TASK REQUIREMENTS: The data below holds a line containing "negative clicks: (318, 957)" and a line containing "979L317 963L309 951L294"; please quote exactly those two lines and every line between them, and nothing else.

DATA SECTION:

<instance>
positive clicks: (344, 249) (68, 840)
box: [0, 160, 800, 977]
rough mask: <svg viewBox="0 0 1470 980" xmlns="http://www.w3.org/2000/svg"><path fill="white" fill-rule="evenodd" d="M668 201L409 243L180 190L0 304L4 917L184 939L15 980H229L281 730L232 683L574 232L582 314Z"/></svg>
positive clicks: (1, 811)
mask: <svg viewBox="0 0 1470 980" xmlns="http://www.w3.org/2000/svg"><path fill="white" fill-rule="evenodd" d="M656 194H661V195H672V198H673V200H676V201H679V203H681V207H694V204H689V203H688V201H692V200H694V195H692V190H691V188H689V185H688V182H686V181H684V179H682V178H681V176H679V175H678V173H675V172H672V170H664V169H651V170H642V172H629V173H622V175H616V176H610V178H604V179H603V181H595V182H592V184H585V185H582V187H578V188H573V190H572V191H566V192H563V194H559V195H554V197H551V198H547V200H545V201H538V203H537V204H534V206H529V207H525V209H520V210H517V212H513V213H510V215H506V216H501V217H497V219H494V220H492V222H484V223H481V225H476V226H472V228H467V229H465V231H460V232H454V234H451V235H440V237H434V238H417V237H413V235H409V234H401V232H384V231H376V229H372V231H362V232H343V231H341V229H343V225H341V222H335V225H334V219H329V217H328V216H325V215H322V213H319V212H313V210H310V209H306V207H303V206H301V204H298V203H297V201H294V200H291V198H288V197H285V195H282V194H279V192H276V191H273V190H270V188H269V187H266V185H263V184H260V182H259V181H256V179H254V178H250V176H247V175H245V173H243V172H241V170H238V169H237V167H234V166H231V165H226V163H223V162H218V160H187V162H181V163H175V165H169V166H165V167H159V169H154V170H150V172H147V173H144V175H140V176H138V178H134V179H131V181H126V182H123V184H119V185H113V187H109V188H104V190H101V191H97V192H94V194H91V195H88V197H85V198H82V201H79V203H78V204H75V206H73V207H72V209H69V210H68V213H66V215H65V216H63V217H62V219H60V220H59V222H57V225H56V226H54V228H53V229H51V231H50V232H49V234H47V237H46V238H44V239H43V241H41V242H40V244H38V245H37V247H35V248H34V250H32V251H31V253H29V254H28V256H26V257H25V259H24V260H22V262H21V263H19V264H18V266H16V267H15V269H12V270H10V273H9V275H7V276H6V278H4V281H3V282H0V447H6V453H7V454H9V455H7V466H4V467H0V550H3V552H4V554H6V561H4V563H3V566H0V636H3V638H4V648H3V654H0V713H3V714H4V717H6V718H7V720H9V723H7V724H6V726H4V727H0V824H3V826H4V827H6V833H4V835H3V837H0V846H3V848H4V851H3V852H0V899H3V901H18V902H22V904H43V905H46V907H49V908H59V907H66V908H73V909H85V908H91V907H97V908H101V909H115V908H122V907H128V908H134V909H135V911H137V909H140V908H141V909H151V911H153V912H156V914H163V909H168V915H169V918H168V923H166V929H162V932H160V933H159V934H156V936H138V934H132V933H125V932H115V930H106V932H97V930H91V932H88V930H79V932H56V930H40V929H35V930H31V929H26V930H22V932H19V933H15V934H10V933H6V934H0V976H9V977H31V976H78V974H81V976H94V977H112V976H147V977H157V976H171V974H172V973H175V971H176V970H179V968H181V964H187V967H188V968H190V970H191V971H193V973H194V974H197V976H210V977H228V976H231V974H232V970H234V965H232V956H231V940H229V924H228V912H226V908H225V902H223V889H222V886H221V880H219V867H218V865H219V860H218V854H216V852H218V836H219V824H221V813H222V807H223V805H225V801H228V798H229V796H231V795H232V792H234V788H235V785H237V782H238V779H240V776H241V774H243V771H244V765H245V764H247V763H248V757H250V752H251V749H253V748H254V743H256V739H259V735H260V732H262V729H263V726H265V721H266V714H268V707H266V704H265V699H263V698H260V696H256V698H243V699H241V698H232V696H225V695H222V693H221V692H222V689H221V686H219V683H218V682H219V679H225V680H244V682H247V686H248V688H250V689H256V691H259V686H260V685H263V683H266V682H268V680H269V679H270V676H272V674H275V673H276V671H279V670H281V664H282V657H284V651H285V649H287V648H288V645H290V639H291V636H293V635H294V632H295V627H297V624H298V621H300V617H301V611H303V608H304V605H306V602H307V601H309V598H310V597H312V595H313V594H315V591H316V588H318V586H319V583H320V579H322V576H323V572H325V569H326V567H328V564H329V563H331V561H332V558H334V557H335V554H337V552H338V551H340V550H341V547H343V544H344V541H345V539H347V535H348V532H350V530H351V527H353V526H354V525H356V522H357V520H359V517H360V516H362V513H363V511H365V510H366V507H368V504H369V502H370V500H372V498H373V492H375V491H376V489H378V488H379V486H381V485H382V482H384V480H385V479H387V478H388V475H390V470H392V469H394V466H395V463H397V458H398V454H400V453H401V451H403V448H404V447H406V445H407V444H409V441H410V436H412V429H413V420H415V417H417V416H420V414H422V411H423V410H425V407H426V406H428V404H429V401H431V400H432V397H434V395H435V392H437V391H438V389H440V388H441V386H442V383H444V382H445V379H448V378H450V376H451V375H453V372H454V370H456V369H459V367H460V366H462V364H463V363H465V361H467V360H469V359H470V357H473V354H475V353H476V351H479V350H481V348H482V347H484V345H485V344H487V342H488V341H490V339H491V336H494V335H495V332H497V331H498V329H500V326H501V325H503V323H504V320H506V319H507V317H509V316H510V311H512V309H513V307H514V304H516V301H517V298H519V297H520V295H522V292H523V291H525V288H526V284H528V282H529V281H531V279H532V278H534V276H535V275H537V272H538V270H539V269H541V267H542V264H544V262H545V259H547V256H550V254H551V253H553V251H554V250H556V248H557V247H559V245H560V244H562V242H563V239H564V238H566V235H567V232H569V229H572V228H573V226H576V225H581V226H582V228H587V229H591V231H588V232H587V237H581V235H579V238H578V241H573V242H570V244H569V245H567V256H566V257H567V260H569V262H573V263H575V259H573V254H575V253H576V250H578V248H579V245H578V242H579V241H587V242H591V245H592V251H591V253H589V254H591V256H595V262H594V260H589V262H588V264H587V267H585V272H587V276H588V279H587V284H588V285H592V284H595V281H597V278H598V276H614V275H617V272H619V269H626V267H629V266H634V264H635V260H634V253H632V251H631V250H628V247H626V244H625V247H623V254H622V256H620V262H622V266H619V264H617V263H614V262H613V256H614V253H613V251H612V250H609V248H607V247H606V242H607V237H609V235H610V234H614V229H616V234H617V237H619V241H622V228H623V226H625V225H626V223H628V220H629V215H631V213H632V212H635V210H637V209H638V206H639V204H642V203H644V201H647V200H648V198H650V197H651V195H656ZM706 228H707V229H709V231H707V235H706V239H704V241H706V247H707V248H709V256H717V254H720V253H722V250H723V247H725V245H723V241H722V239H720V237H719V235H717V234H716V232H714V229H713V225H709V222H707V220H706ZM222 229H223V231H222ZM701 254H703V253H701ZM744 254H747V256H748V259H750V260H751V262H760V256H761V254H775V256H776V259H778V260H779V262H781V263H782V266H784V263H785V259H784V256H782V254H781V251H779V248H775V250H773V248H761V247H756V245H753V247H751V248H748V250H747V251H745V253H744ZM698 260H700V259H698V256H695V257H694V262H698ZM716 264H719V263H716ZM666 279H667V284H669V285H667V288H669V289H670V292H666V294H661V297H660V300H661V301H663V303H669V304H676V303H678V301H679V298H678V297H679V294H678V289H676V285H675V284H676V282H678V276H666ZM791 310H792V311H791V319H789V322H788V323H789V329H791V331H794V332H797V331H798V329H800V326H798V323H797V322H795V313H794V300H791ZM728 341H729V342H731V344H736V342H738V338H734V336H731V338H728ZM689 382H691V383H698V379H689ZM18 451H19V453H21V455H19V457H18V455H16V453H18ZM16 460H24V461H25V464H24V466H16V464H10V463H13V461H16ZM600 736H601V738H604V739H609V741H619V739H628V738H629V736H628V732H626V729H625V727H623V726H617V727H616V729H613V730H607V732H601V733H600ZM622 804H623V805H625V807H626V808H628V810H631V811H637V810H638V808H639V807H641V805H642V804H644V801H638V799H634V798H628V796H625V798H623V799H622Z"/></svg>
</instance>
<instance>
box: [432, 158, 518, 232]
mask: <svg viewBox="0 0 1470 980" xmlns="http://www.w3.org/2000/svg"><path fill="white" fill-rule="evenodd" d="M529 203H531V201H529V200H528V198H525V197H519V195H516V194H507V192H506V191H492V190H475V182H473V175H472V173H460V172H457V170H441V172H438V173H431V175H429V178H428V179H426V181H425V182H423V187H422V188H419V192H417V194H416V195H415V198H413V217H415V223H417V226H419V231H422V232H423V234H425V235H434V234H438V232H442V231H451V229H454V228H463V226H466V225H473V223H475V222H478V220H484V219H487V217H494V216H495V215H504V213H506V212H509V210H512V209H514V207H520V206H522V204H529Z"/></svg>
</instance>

---

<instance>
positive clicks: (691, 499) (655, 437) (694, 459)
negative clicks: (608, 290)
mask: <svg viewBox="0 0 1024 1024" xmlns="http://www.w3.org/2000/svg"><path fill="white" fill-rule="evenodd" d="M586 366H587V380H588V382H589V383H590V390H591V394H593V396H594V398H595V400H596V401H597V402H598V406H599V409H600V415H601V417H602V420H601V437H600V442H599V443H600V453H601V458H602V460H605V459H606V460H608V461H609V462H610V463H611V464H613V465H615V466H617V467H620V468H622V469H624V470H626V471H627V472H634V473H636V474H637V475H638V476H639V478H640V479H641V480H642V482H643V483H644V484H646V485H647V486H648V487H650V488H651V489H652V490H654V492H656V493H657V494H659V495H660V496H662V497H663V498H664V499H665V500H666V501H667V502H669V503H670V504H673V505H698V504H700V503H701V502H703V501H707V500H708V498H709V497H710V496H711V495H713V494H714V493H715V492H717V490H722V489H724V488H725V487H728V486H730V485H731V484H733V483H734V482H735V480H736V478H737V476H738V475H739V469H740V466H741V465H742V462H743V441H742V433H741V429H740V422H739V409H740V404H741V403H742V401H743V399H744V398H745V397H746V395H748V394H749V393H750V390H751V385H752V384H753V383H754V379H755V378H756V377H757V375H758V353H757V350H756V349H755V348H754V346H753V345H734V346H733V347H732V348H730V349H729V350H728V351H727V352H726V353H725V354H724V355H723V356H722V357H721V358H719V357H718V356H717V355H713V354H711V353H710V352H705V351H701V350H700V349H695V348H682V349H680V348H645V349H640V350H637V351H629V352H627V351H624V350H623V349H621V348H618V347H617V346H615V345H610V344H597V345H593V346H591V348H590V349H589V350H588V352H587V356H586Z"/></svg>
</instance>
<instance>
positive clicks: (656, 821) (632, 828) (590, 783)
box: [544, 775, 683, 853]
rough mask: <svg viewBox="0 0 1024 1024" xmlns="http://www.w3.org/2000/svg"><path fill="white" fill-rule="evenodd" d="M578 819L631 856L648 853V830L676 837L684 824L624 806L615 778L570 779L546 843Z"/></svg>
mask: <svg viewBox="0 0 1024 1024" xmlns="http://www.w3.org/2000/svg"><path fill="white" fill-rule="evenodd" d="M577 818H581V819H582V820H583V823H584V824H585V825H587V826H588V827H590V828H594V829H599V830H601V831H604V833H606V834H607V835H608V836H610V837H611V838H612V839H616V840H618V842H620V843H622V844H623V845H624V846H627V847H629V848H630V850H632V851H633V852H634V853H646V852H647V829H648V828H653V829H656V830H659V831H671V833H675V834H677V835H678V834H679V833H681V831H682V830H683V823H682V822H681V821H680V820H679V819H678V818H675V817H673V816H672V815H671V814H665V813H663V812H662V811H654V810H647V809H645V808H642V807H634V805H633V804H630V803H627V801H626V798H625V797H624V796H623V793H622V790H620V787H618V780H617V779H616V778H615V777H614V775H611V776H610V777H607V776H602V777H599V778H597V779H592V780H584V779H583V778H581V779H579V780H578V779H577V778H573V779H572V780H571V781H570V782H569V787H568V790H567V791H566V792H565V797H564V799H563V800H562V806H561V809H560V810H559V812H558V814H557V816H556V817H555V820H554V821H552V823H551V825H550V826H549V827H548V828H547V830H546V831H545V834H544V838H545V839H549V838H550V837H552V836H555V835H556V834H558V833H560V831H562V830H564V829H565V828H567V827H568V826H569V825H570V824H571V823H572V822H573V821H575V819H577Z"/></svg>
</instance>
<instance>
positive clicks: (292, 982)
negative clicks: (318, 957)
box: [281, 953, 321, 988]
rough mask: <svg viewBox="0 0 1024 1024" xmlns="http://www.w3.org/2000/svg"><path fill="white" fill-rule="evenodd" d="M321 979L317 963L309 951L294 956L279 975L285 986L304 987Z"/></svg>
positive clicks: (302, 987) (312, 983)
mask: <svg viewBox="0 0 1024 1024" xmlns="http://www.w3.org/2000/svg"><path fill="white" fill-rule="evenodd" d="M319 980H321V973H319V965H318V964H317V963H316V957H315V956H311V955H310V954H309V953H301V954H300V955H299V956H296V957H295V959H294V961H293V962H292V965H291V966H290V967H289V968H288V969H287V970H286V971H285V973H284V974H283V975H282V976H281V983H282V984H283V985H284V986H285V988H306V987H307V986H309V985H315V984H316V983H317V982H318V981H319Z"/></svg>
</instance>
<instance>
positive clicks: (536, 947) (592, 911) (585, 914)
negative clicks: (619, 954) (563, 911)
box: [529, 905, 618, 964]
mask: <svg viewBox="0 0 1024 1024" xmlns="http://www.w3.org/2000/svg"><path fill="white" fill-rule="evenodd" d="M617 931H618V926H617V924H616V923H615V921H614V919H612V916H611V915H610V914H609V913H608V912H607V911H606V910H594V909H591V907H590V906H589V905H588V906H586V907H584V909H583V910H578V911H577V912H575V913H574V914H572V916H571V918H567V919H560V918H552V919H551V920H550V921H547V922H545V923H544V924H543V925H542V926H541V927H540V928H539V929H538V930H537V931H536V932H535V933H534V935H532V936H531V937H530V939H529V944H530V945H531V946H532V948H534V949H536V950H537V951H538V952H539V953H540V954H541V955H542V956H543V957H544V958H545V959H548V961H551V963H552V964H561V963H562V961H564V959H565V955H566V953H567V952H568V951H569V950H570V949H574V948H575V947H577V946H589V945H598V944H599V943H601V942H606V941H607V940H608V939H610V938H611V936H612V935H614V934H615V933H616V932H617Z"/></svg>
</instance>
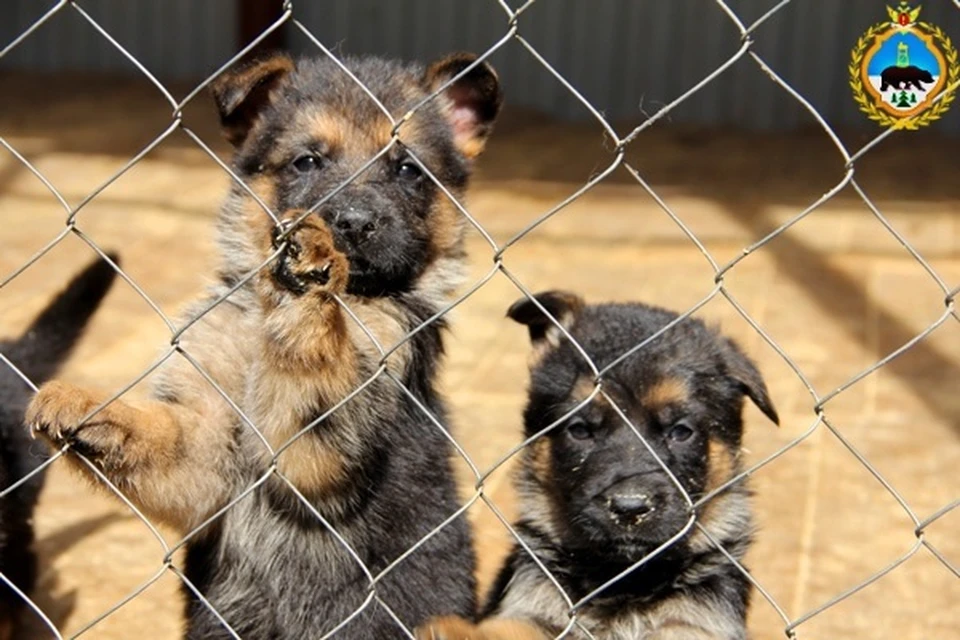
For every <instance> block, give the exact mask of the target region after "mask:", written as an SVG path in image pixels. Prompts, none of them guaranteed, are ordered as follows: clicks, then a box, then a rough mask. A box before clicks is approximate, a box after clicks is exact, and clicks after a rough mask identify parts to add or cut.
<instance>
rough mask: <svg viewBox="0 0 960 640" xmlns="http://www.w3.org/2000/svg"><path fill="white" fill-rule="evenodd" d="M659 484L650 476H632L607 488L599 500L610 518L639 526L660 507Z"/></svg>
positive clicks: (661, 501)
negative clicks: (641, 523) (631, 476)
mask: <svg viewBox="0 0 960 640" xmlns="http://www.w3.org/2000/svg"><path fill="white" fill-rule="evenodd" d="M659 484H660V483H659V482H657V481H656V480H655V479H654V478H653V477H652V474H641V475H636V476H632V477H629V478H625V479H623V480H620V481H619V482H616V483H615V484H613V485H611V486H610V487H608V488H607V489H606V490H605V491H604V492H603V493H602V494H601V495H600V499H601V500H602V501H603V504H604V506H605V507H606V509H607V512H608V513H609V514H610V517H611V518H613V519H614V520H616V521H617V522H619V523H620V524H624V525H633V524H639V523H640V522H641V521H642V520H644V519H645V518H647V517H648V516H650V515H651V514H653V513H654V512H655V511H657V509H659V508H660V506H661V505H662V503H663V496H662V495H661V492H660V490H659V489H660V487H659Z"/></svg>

...

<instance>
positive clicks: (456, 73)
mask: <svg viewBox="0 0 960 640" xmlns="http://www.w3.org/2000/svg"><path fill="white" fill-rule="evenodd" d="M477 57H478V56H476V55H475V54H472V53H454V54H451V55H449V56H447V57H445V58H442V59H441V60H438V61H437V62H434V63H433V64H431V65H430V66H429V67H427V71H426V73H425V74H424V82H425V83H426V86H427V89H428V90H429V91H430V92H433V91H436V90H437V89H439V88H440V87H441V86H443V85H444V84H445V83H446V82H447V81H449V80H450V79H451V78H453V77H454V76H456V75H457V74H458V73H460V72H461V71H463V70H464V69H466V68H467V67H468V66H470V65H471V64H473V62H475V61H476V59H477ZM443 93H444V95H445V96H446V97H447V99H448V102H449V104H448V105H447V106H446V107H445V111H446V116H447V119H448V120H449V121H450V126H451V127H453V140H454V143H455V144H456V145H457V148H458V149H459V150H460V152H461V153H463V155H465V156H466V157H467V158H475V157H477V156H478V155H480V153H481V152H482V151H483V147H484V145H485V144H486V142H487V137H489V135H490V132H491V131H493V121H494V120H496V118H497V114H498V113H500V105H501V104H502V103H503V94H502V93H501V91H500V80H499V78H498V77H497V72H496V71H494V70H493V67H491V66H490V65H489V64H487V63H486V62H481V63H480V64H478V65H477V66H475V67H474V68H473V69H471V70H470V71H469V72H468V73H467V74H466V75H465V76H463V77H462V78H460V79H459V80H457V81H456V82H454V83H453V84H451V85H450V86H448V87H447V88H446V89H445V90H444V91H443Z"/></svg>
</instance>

REPLY:
negative clicks: (318, 957)
box: [281, 953, 321, 988]
rough mask: <svg viewBox="0 0 1024 1024" xmlns="http://www.w3.org/2000/svg"><path fill="white" fill-rule="evenodd" d="M321 979L317 963L309 951L294 956L279 975L285 986L304 987Z"/></svg>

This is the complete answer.